Challenge
Could you repeat the material below word for word, leaving out the pictures?

Material for this task
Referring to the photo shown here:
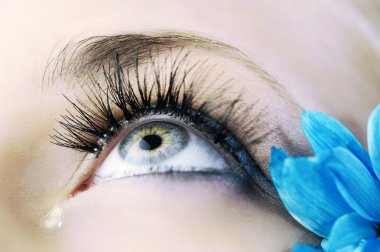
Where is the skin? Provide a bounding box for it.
[0,1,380,251]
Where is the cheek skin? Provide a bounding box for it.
[50,175,314,252]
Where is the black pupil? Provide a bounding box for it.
[139,135,162,150]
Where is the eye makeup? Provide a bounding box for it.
[52,50,273,199]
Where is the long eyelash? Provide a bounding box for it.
[51,51,218,154]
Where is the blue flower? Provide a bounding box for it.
[270,105,380,252]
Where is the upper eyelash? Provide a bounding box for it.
[51,51,280,196]
[51,49,232,154]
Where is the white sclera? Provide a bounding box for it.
[93,126,229,184]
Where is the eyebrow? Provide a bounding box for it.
[43,32,295,100]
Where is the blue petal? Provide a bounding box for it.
[292,244,323,252]
[325,213,376,251]
[367,105,380,180]
[325,148,380,221]
[301,111,374,174]
[360,238,380,252]
[270,149,353,237]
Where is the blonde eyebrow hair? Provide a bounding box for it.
[43,32,299,107]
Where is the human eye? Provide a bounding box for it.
[48,33,308,203]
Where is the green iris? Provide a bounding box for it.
[119,121,189,164]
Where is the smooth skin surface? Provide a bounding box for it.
[0,0,380,251]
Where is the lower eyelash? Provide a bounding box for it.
[51,50,271,197]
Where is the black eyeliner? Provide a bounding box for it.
[52,50,273,198]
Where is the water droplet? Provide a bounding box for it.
[40,206,65,229]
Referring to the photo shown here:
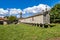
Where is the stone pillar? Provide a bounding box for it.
[3,21,7,25]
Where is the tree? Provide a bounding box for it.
[50,4,60,23]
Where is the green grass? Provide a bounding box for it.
[0,24,60,40]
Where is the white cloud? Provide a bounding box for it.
[8,8,22,15]
[23,4,51,13]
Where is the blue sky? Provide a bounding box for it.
[0,0,60,9]
[0,0,60,17]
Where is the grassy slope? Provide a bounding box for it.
[0,24,60,40]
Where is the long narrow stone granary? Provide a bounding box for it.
[19,12,50,27]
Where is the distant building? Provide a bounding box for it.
[0,17,8,24]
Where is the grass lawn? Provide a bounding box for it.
[0,24,60,40]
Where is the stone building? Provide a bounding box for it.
[19,12,50,24]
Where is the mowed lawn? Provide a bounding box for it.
[0,24,60,40]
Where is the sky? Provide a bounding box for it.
[0,0,60,17]
[0,0,60,9]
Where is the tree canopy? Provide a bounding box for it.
[50,4,60,23]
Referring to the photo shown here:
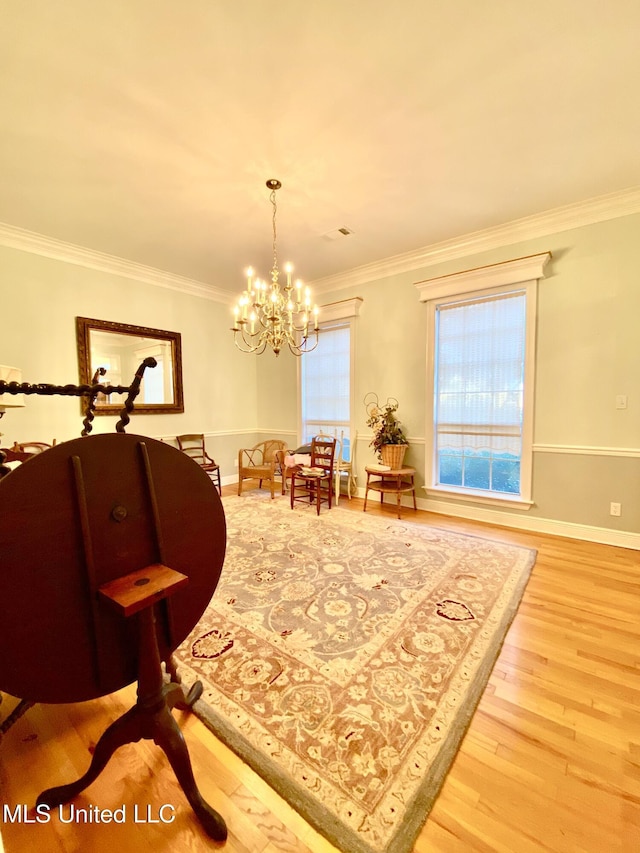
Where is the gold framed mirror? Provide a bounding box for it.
[76,317,184,415]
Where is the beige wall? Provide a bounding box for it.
[0,247,259,477]
[0,215,640,547]
[321,215,640,547]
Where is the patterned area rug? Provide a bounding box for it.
[176,492,535,853]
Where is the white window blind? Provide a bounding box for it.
[434,290,526,495]
[301,324,351,458]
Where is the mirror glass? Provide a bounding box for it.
[76,317,184,415]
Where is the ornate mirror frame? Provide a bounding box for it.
[76,317,184,415]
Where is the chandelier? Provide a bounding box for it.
[231,178,318,355]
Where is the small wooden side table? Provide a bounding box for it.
[364,467,418,518]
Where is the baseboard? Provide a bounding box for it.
[357,488,640,551]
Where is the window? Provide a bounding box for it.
[433,291,526,495]
[299,299,362,461]
[421,254,549,505]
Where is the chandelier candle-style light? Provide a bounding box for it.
[231,178,318,355]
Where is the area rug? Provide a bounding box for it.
[176,492,535,853]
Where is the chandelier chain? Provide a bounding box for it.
[270,190,278,282]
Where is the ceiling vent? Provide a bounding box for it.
[322,225,353,240]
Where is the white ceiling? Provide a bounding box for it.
[0,0,640,298]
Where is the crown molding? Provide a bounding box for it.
[0,222,230,304]
[0,187,640,304]
[309,187,640,293]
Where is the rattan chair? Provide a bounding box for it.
[176,432,222,495]
[291,435,336,515]
[238,438,287,500]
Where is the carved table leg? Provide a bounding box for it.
[37,567,227,841]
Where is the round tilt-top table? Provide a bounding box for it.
[0,433,227,840]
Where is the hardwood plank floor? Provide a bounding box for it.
[0,486,640,853]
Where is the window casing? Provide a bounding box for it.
[417,253,550,508]
[298,299,362,461]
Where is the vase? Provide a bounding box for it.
[380,444,409,470]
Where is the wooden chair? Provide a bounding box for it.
[176,433,222,495]
[319,430,358,506]
[291,435,336,515]
[238,438,287,500]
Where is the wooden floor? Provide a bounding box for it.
[0,486,640,853]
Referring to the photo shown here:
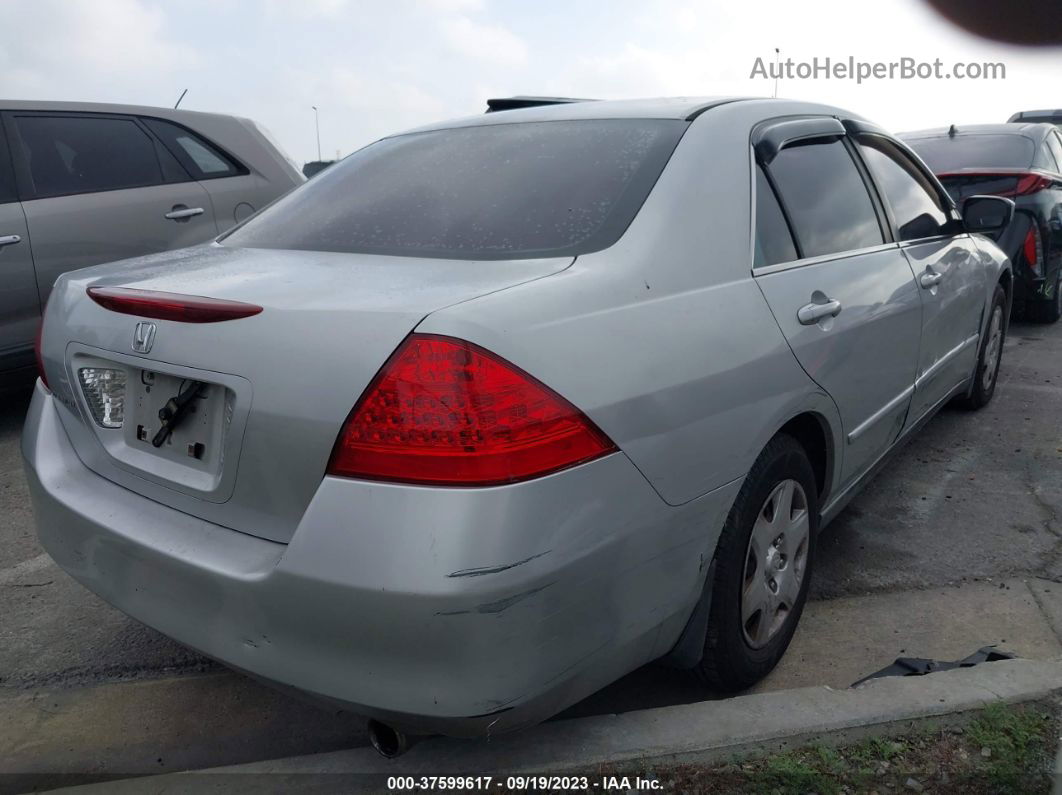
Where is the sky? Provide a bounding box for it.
[0,0,1062,162]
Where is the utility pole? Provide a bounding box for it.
[310,105,321,162]
[774,47,781,99]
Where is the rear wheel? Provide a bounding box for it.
[697,434,819,692]
[961,284,1007,409]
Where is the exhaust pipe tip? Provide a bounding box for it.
[369,721,409,759]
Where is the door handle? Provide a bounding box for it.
[797,298,841,326]
[162,205,204,221]
[919,266,944,290]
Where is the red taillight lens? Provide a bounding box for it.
[328,334,616,486]
[1014,174,1051,196]
[1022,223,1044,274]
[937,171,1055,196]
[87,287,262,323]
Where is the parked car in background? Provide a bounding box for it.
[22,99,1013,753]
[901,122,1062,323]
[0,100,304,379]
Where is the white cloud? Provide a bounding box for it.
[0,0,199,83]
[419,0,483,13]
[441,17,528,66]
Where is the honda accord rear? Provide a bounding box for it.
[22,99,1012,736]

Correct output
Referring to the photo shown here:
Where is the skin? Provide a bounding box for it.
[0,1,380,251]
Where is the cheek skin? Provide a bounding box for it.
[50,175,314,252]
Where is the black pupil? Provide a bounding box for it.
[139,135,162,150]
Where is the eye makeup? Provide a bounding box for it.
[52,50,273,199]
Where is the long eyelash? Provide a bounding box for it.
[51,51,218,154]
Where is the blue flower? Provide a bounding box for it.
[270,105,380,252]
Where is the upper eyelash? Provide a bounding box for it.
[51,51,280,196]
[51,49,232,154]
Where is the white sclera? Provide a bounding box for it.
[93,126,229,184]
Where is the eyebrow? Provide a bounding box for it.
[43,32,295,100]
Where is the blue petal? Provide a bounding box for it.
[292,244,323,252]
[325,213,376,251]
[367,105,380,180]
[325,148,380,221]
[301,111,374,174]
[360,238,380,252]
[270,149,353,237]
Where is the blonde eyebrow hair? Provide a bounding box for it.
[43,32,299,107]
Where is the human eye? Provide a bounding box for it.
[48,33,308,203]
Where is the green iris? Provide a bounding box for it.
[119,121,189,164]
Where is the smooth skin surface? Provide a bounding box for it.
[0,0,380,251]
Where is the lower eyelash? Provide a bounding box for it.
[51,50,271,197]
Where is the black eyeliner? Provide a bounding box for it.
[52,50,273,198]
Where is the water droplet? Provide a bounding box for it.
[40,206,65,229]
Referring to the photo shown here:
Where is the stone pillar? Provide a bounding box for it.
[3,21,7,25]
Where is the tree? Provide a bounding box for it.
[50,4,60,23]
Where is the green grass? Provide a bounding box for it.
[0,24,60,40]
Where is the white cloud? Provide a bounding box for it.
[8,8,22,15]
[23,4,51,13]
Where is the blue sky? Provide a bounding box for it.
[0,0,60,9]
[0,0,60,17]
Where is the grassy slope? Provide a bounding box for it.
[0,24,60,40]
Where is the long narrow stone granary? Provide a bounding box for it.
[19,12,50,27]
Where is the distant building? Provide a bounding box for it.
[0,17,8,24]
Where is the grass lawn? Provide a bounding box for it.
[0,24,60,40]
Where is the stone building? Provide a bounding box for it.
[19,12,50,24]
Where is the mowed lawn? Provide a bounding box for it.
[0,24,60,40]
Where is the sky? Provide a bounding box for it.
[0,0,60,17]
[0,0,60,9]
Where is the tree canopy? Provide a bounding box for it.
[50,4,60,23]
Referring to the photo shown here:
Where is the gold framed mirror? Provide a bounding box for it.
[76,317,184,415]
Where is the beige wall? Provide a bounding box for it.
[0,247,259,477]
[0,215,640,547]
[321,215,640,547]
Where is the patterned area rug? Provide a bounding box for it.
[176,492,535,853]
Where is the white window blind? Provide a bounding box for it.
[434,290,526,495]
[301,324,351,458]
Where is the mirror glass? Provide a bounding box for it.
[76,317,184,415]
Where is the ornate mirror frame? Provide a bounding box for it.
[76,317,184,415]
Where is the chandelier? Provide a bounding box for it.
[231,178,318,355]
Where is the small wooden side table? Provide a bounding box for it.
[364,467,418,518]
Where is the baseboard? Provide a bounding box for it.
[357,488,640,551]
Where is the window? Provide a bounding box for it.
[433,291,526,495]
[299,299,362,461]
[421,254,549,505]
Where is the chandelier candle-style light? Provide a bounding box for it.
[231,178,318,355]
Where is the area rug? Provide a bounding box for it.
[176,492,535,853]
Where is the chandelier chain? Provide a bounding box for it.
[270,190,278,282]
Where is the ceiling vent? Provide a bounding box for it.
[322,225,353,240]
Where is the white ceiling? Provide a bounding box for it.
[0,0,640,298]
Where is the crown molding? Provide a bounding box for it.
[0,222,230,304]
[0,187,640,304]
[309,187,640,293]
Where is the rattan chair? Provide a bounding box for it.
[176,432,222,495]
[291,435,336,515]
[238,438,287,500]
Where is the carved table leg? Provide a bounding box for it.
[37,567,227,841]
Where is the round tilt-top table? Provide a bounding box for it.
[0,433,227,840]
Where is the hardwood plank floor? Provide a bounding box for it.
[0,486,640,853]
Where is the window casing? Provide a bounding box for it.
[417,253,550,508]
[298,299,362,461]
Where is the vase? Provide a bounding box for it.
[380,444,409,470]
Where is the wooden chair? Provide a bounding box for it.
[176,433,222,495]
[319,430,358,506]
[291,435,336,515]
[238,438,287,500]
Where is the wooden floor? Provide a bounding box for it.
[0,486,640,853]
Referring to the photo shown here:
Where is the sky? Provide a bounding box for it.
[0,0,1062,162]
Where is the utility pole? Provide a bounding box for it.
[310,105,321,162]
[774,47,781,99]
Where is the rear wheel? Provide a bounding box for it.
[697,434,819,692]
[961,284,1007,409]
Where is the exhaust pipe tip? Provide a bounding box for it.
[369,721,409,759]
Where is the door handle? Provide a bounding box for it.
[797,298,841,326]
[162,205,204,221]
[919,266,944,290]
Where is the red taillight lens? Provide a bounding box for it.
[328,334,616,486]
[1014,174,1051,196]
[1022,223,1044,274]
[937,171,1055,196]
[87,287,262,323]
Where is the parked car in background? Provide a bounding box for it.
[22,99,1013,753]
[901,122,1062,323]
[0,100,304,379]
Where is the white cloud? Provide a bounding box for it.
[0,0,199,83]
[419,0,483,13]
[441,17,528,66]
Where is the honda accord rear? Provide a bounding box for it.
[22,99,1012,736]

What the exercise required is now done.